*SHORT EXERCISE*: Format the data below as a Markdown table with columns "Row" and "Text". Give each non-blank line its own numbered row, and leave out the pictures.

*SUPPLIED DATA*:
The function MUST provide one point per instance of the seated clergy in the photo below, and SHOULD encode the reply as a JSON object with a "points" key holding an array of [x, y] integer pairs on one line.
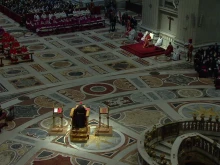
{"points": [[132, 34], [159, 41], [147, 41], [169, 50], [139, 36], [79, 117], [43, 16], [145, 34], [36, 17]]}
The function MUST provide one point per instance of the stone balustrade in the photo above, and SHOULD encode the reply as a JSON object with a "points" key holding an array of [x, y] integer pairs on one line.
{"points": [[157, 133]]}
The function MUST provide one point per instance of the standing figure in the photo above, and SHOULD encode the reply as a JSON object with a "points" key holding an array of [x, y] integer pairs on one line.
{"points": [[91, 7], [79, 117], [113, 21], [159, 41], [176, 54], [147, 40], [190, 49], [169, 50], [139, 36]]}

*FINAL ANSWER*:
| Row | Text |
|---|---|
| 1 | The function MUST provide one point per instance of the seated clergy in the photo below, and SHOULD encode the reply as a JSON object with a "points" key holding an array of [x, y] integer pairs on one line. |
| 2 | {"points": [[132, 34], [159, 41], [147, 41], [169, 50], [139, 36], [79, 117], [43, 16], [145, 34], [36, 17]]} |
| 3 | The function MUST provide one point per instance of the stone balustrade in the photo above, and SHOULD encode the reply as a JSON object with a "points" key holding an array of [x, y] integer pairs on one line. |
| 4 | {"points": [[157, 133]]} |
| 5 | The function MUST provide one point per instance of the standing figure in the photo above, and SHOULD encode the reply as a JSON object with a "points" key holding an array of [x, y] integer pairs on one line. |
| 6 | {"points": [[91, 7], [79, 117], [113, 21], [159, 41], [176, 54], [147, 40], [190, 49], [169, 50], [139, 36]]} |